/---
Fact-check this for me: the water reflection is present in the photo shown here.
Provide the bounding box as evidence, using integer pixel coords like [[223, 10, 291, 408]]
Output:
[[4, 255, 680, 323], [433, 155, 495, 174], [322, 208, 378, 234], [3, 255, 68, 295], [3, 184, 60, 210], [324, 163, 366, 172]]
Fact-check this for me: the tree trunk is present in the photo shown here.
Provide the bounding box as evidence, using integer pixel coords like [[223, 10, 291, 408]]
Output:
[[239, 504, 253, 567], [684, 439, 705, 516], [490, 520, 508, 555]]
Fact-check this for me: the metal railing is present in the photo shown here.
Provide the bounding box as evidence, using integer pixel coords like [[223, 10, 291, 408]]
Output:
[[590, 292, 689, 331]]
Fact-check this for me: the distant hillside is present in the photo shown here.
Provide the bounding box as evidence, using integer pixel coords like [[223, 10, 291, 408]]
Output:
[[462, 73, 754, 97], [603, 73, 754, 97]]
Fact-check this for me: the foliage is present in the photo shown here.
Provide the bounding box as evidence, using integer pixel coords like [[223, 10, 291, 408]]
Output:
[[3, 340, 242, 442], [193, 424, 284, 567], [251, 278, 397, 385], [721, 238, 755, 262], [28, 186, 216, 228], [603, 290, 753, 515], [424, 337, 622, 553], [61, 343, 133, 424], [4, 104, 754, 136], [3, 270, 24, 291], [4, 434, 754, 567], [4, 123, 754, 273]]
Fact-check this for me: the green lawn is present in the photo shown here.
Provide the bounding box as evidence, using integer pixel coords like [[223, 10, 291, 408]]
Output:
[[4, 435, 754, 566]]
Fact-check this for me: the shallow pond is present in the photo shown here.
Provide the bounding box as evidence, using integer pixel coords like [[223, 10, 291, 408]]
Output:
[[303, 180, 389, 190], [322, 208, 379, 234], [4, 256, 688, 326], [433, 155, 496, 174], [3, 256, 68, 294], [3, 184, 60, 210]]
\---
REQUIRED TASK → Rewrite every one of the records above so that each "integer pixel coords" becomes "integer pixel coordinates", keeping all other text the same.

EXPECTED OUTPUT →
Fact-check this for me: the water reflection is present in the photo shown here.
Provide the bounding box as evidence, using integer pixel coordinates like [[223, 10, 291, 408]]
Output:
[[4, 255, 680, 323], [433, 155, 495, 174], [322, 208, 378, 234], [3, 255, 68, 295], [3, 184, 60, 210], [324, 163, 366, 172]]
Fact-check this for me: the tree trunk is present in the photo shown here.
Provide the bounding box as evidence, using integer pixel coordinates like [[223, 10, 291, 408]]
Output:
[[239, 504, 253, 567], [684, 439, 705, 516], [490, 520, 508, 555]]
Fact-check this for me: the metal railing is present in the photo shown here.
Provide the bounding box as evidence, using integer pixel coordinates like [[223, 10, 291, 408]]
Output:
[[590, 292, 689, 331]]
Fact-check this for me: the distant hillside is present in the photo shown here.
Provide the bounding box as evidence, using integer pixel coordinates like [[223, 10, 291, 408]]
Output:
[[462, 73, 754, 97], [603, 73, 754, 97]]
Fact-check this for me: the foliage is present in the photo shown here.
Provide the bounding box as evidence, using integer pixel coordinates like [[223, 10, 291, 408]]
Output:
[[3, 340, 242, 442], [193, 424, 284, 567], [251, 278, 397, 385], [721, 238, 755, 262], [28, 186, 216, 228], [603, 290, 753, 515], [424, 337, 622, 553], [61, 343, 133, 424], [4, 104, 754, 136], [3, 270, 24, 291], [4, 434, 754, 567], [4, 123, 754, 273]]
Fact-check this for me: the green lawn is present in the photo shown here.
Provide the bounding box as evidence, using integer pixel coordinates like [[223, 10, 291, 408]]
Output:
[[4, 435, 754, 566]]
Fact-check this for me: the shallow pond is present in the photo shown here.
Provide the bounding box as evidence, using integer pixel coordinates like [[223, 10, 291, 408]]
Output:
[[303, 180, 389, 190], [322, 208, 379, 234], [4, 256, 688, 326], [433, 155, 496, 174], [3, 256, 68, 294], [3, 184, 60, 210]]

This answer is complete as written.